### Work order
Reproduce the lines below from the one that contains "plume and record integer pixel coordinates." through the end, inclusive, and add nothing.

### Provided entries
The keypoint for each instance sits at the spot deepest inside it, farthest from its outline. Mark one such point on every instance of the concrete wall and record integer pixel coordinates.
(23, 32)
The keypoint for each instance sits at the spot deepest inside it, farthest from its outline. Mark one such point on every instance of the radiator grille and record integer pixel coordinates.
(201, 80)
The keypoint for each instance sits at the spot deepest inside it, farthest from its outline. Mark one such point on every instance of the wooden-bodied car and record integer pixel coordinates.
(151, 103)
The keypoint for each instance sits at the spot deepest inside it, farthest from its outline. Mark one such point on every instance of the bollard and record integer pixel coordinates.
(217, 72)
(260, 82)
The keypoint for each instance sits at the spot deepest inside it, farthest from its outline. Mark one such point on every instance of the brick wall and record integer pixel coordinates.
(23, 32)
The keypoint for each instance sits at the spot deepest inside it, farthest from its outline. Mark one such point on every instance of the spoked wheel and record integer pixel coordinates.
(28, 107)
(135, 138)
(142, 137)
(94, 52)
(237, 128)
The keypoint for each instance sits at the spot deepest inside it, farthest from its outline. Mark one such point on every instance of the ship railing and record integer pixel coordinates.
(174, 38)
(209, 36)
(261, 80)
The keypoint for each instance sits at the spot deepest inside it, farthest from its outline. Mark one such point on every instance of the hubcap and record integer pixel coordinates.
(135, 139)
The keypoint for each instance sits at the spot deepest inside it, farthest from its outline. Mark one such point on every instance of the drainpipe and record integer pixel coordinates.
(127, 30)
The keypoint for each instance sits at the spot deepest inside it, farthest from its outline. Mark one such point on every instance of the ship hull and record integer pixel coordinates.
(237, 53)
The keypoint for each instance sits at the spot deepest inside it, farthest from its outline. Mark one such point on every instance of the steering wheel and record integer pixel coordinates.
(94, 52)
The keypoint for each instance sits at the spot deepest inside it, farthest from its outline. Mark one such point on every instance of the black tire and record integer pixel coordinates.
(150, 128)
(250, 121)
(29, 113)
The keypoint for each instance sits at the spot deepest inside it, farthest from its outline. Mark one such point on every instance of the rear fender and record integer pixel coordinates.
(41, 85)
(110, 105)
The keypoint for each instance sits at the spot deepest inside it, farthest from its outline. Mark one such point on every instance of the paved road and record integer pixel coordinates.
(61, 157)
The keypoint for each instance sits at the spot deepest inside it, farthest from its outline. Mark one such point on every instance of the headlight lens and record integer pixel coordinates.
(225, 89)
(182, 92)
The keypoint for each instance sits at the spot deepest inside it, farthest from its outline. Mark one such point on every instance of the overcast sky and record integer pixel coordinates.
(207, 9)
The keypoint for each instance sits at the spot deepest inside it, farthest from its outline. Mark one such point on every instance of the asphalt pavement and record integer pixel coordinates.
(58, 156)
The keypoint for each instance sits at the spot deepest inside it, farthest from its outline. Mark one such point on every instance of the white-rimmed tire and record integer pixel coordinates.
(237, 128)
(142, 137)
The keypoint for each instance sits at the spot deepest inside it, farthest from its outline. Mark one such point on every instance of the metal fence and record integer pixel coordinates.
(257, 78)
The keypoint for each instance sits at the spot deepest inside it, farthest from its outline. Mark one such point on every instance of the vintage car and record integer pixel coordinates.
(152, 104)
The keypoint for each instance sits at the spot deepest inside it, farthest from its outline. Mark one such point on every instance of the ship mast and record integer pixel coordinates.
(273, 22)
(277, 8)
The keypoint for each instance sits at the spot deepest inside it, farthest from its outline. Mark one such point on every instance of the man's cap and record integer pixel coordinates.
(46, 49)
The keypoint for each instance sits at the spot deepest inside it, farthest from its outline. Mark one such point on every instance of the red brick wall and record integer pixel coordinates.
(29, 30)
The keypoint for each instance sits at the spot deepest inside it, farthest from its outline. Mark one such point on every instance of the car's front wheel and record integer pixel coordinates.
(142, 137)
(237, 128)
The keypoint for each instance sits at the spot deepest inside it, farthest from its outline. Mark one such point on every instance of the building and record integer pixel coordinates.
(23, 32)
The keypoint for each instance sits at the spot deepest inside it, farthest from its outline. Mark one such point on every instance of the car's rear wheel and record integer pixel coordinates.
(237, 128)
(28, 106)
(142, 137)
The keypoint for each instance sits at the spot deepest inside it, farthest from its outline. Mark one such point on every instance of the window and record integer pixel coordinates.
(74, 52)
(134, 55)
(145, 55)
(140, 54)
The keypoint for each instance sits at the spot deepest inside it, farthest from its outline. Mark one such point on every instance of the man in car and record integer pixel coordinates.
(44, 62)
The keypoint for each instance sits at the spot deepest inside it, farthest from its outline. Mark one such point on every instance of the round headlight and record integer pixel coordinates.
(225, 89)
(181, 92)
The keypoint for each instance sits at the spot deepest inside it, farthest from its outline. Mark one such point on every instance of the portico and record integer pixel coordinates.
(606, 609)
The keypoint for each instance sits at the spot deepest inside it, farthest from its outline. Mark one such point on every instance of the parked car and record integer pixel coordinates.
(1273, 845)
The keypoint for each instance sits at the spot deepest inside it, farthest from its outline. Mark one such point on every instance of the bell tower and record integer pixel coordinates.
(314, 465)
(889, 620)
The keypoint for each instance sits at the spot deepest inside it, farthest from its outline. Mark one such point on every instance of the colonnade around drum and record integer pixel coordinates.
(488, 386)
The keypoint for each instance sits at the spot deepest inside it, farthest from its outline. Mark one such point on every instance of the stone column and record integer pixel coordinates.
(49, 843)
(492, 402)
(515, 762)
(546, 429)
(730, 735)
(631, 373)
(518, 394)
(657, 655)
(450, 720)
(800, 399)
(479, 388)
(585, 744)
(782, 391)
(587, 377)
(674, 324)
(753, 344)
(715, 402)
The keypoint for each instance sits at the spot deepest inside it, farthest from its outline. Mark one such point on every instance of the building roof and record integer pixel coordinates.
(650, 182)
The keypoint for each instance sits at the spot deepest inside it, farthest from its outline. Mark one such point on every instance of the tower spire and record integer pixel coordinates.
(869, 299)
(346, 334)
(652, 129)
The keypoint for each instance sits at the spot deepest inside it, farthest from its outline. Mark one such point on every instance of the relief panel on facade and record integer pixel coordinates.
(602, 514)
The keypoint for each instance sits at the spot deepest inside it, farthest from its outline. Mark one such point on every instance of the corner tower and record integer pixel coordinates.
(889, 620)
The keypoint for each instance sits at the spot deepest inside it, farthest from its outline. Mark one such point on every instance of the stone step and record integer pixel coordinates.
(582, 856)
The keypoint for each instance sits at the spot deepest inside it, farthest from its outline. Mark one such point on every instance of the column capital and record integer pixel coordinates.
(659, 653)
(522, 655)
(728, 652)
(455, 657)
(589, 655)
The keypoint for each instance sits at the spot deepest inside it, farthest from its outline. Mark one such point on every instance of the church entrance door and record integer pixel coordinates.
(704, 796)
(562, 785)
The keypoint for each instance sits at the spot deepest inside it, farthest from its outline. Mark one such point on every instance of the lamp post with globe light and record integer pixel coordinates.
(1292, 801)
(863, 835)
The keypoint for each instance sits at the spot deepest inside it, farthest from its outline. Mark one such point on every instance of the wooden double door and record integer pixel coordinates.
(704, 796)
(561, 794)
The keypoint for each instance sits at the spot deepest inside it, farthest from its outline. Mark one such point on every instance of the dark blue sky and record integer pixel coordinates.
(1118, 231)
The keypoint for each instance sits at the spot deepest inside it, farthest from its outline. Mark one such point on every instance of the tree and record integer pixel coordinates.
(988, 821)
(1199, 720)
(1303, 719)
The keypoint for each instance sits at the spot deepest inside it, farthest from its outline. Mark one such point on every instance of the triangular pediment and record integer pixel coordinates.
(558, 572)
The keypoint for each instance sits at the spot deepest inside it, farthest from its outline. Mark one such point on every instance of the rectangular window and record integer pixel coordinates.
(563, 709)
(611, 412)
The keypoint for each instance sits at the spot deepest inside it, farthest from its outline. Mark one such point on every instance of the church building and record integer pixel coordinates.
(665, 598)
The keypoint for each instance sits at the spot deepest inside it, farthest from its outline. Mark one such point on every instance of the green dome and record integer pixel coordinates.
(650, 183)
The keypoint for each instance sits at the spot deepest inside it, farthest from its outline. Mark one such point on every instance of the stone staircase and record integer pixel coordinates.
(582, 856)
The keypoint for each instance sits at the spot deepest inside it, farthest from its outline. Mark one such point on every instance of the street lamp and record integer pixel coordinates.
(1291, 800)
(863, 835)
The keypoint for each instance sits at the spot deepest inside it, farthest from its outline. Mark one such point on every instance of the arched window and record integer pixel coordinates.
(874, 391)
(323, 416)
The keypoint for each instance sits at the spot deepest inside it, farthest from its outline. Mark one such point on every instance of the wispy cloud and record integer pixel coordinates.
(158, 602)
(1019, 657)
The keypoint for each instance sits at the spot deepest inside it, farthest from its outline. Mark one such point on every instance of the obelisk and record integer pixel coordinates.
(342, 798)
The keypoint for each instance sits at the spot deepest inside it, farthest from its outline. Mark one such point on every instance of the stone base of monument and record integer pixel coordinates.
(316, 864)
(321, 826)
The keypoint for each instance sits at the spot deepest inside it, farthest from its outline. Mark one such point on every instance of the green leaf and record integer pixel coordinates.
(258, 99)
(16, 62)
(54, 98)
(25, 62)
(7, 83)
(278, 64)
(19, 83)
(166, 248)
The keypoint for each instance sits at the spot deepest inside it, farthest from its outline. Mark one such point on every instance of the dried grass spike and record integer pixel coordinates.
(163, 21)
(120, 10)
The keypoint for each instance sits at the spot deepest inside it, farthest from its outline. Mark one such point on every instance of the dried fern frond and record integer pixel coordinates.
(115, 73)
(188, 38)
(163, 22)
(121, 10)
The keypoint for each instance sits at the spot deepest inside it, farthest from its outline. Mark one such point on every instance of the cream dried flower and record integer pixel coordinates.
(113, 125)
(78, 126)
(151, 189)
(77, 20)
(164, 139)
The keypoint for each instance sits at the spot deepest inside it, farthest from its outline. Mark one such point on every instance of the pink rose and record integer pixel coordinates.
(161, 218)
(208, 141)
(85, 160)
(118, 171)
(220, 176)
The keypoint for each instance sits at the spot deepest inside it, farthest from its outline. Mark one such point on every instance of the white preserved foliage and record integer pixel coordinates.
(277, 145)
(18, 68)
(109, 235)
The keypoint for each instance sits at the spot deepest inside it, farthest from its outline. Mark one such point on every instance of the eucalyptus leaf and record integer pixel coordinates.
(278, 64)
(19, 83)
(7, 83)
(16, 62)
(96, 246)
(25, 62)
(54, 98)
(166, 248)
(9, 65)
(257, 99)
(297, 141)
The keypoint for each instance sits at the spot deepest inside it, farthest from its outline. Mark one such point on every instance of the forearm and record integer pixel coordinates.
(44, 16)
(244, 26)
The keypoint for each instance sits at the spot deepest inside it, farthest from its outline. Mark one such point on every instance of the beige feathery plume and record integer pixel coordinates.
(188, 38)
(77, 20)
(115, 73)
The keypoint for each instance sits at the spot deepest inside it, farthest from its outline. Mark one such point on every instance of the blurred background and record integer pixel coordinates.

### Exercise solution
The keypoint for each instance sits at the spot deepest inside it, farthest from its outline. Mark one such point on every instance of the beige feathery plume and record integer pixel coordinates.
(188, 38)
(77, 20)
(115, 73)
The keypoint for each instance sits at the spot deepest inside it, farthest from its outline. Mark one such point on every instance of the blurred background and record integer pixel coordinates.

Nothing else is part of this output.